Document excerpt:
Skip to content

Segment ingestion module

The segment ingestion module is responsible for creating and updating translated objects from translated segments.

StreamFieldSegmentsWriter

A helper class to help traverse StreamField values and insert translated segments.

__init__(self, field, src_locale, tgt_locale) special

Initialises a StreamFieldSegmentsWriter.

Parameters:

Name Type Description Default
field StreamField

The StreamField to extract segments from.

required
src_locale Locale

The source locale of the segments.

required
tgt_locale Locale

The locale of the segment translations.

required
Source code in wagtail_localize/segments/ingest.py
def __init__(self, field, src_locale, tgt_locale):
    """
    Initialises a StreamFieldSegmentsWriter.

    Args:
        field (StreamField): The StreamField to extract segments from.
        src_locale (Locale): The source locale of the segments.
        tgt_locale (Locale): The locale of the segment translations.
    """
    self.field = field
    self.src_locale = src_locale
    self.tgt_locale = tgt_locale

Returns the instance of the related object that is referenced by the given segments.

This is called when inserting segments into a ForeignKey or ChooserBlock.

Exceptions:

Type Description
Model.DoesNotExist

If the segment is a RelatedObjectValue and the related object doesn't exist in the target locale.

Model.DoesNotExist

If the segment is a OverridableSegmentValue and the referenced instance no longer exists.

Instructions for the task:
According to the segment ingestion module documentation, in which source file is the initializer of StreamFieldSegmentsWriter defined?

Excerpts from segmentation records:

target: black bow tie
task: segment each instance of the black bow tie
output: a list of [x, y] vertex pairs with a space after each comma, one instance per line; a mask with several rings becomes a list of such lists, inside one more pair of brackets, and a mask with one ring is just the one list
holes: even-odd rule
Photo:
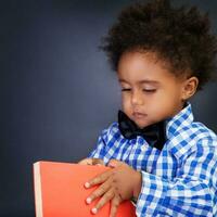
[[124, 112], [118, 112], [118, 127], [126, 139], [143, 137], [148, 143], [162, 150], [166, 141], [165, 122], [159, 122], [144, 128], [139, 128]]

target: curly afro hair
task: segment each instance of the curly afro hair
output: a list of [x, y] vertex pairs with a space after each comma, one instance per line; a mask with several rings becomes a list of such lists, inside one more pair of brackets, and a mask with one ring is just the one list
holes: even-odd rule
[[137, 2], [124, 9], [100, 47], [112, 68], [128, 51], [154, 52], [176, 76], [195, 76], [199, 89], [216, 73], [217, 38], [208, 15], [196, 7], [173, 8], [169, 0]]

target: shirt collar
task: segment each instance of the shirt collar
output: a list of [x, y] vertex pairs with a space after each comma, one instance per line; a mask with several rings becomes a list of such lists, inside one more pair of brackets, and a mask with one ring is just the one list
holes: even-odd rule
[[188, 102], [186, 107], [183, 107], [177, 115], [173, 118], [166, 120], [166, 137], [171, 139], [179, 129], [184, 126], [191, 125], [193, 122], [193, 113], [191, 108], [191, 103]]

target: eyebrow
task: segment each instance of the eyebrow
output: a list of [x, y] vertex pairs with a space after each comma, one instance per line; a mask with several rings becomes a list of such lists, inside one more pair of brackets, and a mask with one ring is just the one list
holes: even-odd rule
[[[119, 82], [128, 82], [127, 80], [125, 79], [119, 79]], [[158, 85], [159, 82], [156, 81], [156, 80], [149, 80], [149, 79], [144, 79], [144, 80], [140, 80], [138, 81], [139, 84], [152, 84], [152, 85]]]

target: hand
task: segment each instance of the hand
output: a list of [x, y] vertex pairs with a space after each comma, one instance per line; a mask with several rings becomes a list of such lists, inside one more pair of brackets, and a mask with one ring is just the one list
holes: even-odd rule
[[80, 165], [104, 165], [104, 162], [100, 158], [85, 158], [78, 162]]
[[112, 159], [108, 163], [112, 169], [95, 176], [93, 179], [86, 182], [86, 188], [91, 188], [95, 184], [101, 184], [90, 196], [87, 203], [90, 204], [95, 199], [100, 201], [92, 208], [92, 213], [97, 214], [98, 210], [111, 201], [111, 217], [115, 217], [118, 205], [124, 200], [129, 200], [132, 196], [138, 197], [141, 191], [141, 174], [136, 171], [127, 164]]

Exercise solution:
wagtail_localize/segments/ingest.py